■ Exercise brief ■
Please return every line from the items below that contains the word "pipe".

■ Task material ■
++++++++++

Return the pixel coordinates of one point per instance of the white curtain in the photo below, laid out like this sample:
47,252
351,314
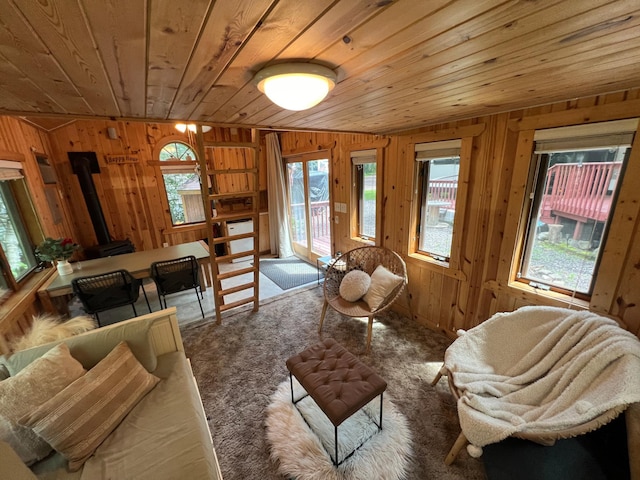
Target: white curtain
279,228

++++++++++

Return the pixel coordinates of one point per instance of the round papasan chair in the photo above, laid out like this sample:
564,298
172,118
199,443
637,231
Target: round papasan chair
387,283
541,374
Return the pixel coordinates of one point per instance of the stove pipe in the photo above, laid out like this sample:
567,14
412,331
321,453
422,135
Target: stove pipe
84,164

++++++++++

■ Reply to the exercise ■
Return the pixel coordinates of one point per instance of the stove pipe in the photo above, laid out like this sample:
Target: stove pipe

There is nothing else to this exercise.